What to produce — Pull out every line of the items that contains the word "courtyard".

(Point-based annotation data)
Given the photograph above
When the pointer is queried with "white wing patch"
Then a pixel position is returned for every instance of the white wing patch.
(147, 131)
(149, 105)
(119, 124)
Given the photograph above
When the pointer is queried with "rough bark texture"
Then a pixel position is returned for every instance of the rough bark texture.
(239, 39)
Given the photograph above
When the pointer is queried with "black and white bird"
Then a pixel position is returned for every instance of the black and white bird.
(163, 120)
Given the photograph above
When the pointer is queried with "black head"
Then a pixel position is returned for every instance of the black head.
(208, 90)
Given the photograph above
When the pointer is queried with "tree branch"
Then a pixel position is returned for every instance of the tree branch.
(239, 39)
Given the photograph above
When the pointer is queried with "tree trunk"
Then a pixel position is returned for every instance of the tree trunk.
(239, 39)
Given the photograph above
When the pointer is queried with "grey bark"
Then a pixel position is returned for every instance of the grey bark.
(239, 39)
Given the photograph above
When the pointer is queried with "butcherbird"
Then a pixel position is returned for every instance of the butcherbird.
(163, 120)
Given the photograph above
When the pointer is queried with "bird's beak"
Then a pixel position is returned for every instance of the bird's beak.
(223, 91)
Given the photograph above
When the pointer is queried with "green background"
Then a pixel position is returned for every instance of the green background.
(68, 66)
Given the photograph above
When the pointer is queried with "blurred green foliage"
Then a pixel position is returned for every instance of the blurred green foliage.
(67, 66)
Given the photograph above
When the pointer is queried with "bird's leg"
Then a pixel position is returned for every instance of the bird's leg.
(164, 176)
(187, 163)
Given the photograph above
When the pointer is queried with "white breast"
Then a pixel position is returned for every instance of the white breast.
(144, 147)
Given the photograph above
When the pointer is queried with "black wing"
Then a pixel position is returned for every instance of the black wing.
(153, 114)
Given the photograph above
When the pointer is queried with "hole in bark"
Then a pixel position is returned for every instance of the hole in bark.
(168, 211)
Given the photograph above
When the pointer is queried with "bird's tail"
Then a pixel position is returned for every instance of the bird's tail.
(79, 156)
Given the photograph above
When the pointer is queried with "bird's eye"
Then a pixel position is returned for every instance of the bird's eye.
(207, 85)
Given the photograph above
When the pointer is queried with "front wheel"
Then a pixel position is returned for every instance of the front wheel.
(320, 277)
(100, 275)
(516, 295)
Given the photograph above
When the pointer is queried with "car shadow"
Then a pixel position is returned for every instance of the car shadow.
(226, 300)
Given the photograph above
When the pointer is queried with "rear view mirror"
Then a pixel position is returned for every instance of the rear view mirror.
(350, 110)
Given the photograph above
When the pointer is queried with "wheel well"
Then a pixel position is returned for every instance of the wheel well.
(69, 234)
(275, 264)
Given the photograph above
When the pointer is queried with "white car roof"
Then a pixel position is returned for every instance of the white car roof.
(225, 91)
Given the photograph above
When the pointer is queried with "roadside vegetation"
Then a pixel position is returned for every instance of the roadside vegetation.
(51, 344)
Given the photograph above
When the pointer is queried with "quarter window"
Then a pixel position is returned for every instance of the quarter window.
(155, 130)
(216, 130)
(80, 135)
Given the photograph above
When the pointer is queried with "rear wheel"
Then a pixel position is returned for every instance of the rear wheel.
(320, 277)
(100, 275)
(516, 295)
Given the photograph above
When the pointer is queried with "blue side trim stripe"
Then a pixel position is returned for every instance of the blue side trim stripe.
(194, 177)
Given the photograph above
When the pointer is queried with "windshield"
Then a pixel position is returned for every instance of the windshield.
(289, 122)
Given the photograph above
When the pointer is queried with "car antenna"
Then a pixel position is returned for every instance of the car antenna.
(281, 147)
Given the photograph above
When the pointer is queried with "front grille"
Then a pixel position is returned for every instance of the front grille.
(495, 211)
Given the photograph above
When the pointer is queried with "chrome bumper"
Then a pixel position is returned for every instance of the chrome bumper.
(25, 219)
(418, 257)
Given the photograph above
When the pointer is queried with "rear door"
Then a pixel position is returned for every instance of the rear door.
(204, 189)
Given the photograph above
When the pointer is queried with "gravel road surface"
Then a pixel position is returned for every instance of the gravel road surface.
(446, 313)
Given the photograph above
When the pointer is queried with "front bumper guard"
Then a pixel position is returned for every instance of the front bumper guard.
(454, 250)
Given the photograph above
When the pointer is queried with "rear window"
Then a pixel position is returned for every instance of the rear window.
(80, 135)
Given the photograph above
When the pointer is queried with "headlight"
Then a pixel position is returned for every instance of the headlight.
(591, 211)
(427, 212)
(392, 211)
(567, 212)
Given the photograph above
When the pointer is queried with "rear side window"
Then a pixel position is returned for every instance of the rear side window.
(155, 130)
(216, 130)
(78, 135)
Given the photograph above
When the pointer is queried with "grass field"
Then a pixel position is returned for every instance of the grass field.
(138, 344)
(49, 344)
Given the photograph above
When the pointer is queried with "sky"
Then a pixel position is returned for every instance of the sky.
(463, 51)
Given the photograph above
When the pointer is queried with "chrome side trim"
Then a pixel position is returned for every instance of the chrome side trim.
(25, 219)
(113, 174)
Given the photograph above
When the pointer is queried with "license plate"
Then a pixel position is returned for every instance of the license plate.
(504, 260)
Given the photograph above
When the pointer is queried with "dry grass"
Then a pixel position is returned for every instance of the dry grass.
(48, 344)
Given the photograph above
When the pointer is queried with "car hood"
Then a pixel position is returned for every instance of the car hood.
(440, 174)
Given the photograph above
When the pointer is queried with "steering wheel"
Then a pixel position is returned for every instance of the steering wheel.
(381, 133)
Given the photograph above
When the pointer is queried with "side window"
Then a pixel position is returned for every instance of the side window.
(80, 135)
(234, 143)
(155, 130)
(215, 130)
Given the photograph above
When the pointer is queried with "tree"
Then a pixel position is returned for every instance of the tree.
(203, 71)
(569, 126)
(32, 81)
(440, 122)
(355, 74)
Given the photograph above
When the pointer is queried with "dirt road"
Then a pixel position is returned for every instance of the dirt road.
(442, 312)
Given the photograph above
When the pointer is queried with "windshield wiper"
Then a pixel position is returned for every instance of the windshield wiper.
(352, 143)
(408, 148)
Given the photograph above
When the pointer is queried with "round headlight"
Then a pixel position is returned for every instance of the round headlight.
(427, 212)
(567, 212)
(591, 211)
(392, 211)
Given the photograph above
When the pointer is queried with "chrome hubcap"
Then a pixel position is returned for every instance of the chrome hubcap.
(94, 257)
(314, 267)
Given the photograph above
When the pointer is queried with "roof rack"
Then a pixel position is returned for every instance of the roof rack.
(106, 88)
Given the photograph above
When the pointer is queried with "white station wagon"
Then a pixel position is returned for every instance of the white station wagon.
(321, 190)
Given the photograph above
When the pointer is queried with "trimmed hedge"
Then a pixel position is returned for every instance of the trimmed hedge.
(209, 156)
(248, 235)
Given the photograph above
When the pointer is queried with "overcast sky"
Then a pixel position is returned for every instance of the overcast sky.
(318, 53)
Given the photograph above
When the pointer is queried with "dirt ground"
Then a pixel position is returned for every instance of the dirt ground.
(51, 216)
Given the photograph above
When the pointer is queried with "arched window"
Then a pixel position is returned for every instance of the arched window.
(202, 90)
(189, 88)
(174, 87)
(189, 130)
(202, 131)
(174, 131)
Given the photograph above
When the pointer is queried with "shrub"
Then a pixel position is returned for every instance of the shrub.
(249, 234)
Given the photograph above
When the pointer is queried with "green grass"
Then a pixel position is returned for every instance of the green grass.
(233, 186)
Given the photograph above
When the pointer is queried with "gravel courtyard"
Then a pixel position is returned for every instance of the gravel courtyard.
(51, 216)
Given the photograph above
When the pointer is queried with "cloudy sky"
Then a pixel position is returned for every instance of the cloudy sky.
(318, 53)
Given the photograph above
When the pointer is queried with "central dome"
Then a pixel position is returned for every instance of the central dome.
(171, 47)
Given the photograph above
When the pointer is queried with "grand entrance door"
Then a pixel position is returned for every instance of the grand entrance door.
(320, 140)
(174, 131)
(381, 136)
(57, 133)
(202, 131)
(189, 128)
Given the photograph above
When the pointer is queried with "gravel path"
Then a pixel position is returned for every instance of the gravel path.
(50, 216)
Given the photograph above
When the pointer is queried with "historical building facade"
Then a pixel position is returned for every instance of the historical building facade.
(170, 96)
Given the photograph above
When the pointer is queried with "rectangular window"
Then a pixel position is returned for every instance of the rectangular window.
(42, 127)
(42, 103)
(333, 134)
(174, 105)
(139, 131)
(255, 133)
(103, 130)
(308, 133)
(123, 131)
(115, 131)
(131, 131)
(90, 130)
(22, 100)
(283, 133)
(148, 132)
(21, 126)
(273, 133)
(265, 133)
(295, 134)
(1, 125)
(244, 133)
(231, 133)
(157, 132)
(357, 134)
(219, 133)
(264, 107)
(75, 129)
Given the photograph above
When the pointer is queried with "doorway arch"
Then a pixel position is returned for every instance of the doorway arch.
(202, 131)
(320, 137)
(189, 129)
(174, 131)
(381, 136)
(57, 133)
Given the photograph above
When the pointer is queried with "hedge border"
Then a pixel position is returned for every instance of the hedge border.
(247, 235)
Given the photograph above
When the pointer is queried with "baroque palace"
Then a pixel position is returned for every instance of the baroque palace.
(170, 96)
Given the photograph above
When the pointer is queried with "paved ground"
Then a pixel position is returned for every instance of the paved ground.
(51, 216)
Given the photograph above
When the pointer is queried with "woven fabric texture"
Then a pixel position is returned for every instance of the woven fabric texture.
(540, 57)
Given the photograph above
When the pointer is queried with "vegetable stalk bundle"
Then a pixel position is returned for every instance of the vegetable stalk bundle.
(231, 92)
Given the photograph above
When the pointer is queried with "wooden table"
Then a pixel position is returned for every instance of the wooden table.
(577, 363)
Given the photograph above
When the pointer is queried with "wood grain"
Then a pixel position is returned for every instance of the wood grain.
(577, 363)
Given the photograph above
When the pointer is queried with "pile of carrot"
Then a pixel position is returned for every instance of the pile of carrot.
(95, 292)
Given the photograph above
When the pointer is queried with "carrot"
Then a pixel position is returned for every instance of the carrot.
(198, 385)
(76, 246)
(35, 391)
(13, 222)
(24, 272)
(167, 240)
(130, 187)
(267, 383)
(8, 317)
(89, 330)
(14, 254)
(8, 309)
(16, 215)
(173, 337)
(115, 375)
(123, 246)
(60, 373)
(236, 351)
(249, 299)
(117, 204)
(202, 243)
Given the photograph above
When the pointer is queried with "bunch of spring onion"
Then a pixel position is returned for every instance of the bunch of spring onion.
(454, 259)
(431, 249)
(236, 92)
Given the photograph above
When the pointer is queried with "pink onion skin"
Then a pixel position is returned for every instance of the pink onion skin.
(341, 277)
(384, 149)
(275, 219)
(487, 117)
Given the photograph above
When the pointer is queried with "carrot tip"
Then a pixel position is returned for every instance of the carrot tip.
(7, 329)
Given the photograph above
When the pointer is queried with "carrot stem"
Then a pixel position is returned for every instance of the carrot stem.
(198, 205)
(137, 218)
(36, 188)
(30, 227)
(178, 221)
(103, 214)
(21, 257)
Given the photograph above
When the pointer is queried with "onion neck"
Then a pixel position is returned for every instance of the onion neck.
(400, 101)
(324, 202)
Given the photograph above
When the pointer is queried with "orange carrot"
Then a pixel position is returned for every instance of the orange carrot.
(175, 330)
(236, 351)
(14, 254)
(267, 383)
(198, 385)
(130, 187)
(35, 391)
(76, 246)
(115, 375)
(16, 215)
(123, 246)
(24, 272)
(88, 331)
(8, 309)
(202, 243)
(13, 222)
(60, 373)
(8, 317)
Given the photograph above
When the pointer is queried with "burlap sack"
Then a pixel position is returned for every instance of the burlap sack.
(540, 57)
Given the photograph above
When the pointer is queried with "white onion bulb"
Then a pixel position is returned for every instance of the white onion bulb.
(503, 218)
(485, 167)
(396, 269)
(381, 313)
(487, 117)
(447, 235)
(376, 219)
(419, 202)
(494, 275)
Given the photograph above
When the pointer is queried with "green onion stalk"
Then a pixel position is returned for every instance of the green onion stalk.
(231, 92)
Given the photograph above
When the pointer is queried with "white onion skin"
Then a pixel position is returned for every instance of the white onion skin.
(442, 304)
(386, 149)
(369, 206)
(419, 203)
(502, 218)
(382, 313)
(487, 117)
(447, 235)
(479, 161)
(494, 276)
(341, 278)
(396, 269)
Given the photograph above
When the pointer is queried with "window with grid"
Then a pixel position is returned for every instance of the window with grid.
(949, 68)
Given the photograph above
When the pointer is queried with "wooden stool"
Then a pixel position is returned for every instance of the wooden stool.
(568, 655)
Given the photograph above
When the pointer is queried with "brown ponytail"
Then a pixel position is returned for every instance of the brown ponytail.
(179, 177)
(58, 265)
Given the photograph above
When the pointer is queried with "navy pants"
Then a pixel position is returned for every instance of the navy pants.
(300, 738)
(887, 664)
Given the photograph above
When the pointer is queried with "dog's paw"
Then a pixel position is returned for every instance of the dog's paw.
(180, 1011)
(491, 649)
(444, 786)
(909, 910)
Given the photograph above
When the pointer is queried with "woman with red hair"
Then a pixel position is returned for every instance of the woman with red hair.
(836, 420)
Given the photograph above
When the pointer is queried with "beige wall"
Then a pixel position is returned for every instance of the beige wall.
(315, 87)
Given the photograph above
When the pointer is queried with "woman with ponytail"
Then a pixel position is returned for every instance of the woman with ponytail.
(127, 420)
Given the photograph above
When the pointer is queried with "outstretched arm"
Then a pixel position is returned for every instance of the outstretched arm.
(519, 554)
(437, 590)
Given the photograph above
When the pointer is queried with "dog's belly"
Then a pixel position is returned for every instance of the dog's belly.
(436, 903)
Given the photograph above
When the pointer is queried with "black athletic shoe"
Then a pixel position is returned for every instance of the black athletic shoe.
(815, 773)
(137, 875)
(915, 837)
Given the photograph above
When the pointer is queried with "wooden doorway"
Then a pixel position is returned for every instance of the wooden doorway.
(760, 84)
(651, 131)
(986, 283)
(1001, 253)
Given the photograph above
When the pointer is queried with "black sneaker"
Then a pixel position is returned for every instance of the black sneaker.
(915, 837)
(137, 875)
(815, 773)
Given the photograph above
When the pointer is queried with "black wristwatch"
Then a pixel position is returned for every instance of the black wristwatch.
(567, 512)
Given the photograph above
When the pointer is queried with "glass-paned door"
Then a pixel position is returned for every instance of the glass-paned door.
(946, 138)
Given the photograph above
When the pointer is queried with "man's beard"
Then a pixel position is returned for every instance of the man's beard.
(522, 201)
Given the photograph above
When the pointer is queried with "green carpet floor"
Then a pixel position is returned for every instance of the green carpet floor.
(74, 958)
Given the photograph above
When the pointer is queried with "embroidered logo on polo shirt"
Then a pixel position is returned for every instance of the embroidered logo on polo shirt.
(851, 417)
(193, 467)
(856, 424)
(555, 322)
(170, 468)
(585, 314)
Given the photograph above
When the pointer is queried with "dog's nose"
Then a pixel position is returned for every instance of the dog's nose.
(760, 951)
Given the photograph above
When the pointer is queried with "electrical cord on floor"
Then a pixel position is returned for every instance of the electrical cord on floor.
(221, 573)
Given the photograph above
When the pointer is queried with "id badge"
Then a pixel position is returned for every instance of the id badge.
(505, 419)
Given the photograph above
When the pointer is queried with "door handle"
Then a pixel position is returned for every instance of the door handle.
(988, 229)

Exercise result —
When the pointer is queried with "gravel courtyard"
Then a pixel position is returned for every instance of the gravel courtyard.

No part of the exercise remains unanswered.